What is required
Output only these lines, set down exactly: the one containing "Find: building door" and each line after it through the end of the records.

——————

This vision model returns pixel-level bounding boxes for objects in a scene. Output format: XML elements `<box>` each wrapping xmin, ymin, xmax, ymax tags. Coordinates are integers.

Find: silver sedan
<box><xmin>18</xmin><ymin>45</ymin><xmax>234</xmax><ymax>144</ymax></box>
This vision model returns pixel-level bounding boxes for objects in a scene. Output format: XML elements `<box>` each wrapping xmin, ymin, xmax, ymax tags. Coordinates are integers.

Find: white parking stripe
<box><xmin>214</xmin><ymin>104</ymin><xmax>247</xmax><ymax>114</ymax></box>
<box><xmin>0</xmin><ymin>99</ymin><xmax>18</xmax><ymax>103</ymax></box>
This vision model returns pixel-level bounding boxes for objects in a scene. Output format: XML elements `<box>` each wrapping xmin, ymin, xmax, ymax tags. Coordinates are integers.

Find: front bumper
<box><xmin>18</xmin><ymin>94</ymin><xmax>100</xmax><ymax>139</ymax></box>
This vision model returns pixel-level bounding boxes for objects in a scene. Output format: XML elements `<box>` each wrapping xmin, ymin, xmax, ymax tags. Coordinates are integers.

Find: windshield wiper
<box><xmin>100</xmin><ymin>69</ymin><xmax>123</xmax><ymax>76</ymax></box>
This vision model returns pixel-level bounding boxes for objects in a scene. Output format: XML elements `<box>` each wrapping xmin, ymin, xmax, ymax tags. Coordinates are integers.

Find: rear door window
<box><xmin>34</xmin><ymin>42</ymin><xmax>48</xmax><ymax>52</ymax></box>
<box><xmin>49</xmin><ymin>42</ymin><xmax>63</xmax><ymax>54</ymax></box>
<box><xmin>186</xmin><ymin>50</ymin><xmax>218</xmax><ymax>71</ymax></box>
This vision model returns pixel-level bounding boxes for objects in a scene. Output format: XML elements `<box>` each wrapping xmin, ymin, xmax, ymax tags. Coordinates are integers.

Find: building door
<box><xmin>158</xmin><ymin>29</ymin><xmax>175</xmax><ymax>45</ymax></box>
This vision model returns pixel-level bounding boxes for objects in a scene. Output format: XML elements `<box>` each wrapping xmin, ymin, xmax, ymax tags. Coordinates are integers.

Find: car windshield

——————

Exercise solution
Find: building door
<box><xmin>158</xmin><ymin>29</ymin><xmax>175</xmax><ymax>45</ymax></box>
This vision model returns pixel-level bounding boxes for objects in a scene. Output format: XML elements `<box>` each wrapping xmin, ymin, xmax, ymax tags. Coordinates are integers.

Find: car windshield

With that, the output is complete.